Der 11. September 2002 war für New York alles andere als ein normaler Arbeitstag, auch wenn die meisten Geschäfte und Behörden geöffnet hatten. Der ganze Tag war geprägt von Gedenkfeiern für die Opfer der Terroranschläge, in denen "Amerika attackiert wurde, weil wir die Heimat der Freiheit und ihr Verteidiger sind ... weder Tod noch Leben, weder Herrscher noch Mächte können uns von der Liebe Gottes trennen. Möge er die Seelen der Verstorbenen segnen ... und immer unser Land begleiten." Solche Worte könnten aus dem Mund eines amerikanischen Fernsehpredigers kommen. Tatsächlich stammen sie aber von Präsident George W. Bush bei der Gedenkfeier, die zwei Tage nach den Terroranschlägen stattfand.

"... den Feinden trotzen"

Auch außerhalb gottesdienstlicher Feiern hat Bush wiederholt im Namen Gottes Gewalt verkündet und den "Krieg gegen den Terror" mit religiösen Phrasen legitimiert. Das bekümmert nur wenige, denn Religion und Politik zu verknüpfen, hat in Amerika eine lange Tradition.

────────────────────────────────────────

*ÜBUNGSAUFGABEN*:
1. Stimmen diese Aussagen mit dem Textauszug überein: (a) Am 11. September 2002 hatten in New York die meisten Geschäfte geschlossen. (b) Die zitierten Worte stammen von einem amerikanischen Fernsehprediger. (c) Die Verknüpfung von Religion und Politik hat in Amerika eine lange Tradition? Antworten Sie jeweils mit Ja oder Nein und zitieren Sie die entscheidenden Worte wörtlich.
2. Schreiben Sie die Passage von „Der 11. September“ bis „den Terroranschlägen stattfand.“ aus dem Textauszug ab und benennen Sie darin „New York“ in „Washington“ um.
Stützen Sie sich ausschließlich auf den Textauszug.

────────────────────────────────────────

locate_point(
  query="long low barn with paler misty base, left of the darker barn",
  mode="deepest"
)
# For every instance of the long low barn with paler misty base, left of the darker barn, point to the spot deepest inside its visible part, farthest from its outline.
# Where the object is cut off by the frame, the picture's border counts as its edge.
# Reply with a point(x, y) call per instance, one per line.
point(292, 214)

────────────────────────────────────────

*LÖSUNGEN*:
1.
(a) Nein: „auch wenn die meisten Geschäfte und Behörden geöffnet hatten“
(b) Nein: „Tatsächlich stammen sie aber von Präsident George W. Bush“
(c) Ja: „Religion und Politik zu verknüpfen, hat in Amerika eine lange Tradition“

2.
Der 11. September 2002 war für Washington alles andere als ein normaler Arbeitstag, auch wenn die meisten Geschäfte und Behörden geöffnet hatten. Der ganze Tag war geprägt von Gedenkfeiern für die Opfer der Terroranschläge, in denen "Amerika attackiert wurde, weil wir die Heimat der Freiheit und ihr Verteidiger sind ... weder Tod noch Leben, weder Herrscher noch Mächte können uns von der Liebe Gottes trennen. Möge er die Seelen der Verstorbenen segnen ... und immer unser Land begleiten." Solche Worte könnten aus dem Mund eines amerikanischen Fernsehpredigers kommen. Tatsächlich stammen sie aber von Präsident George W. Bush bei der Gedenkfeier, die zwei Tage nach den Terroranschlägen stattfand.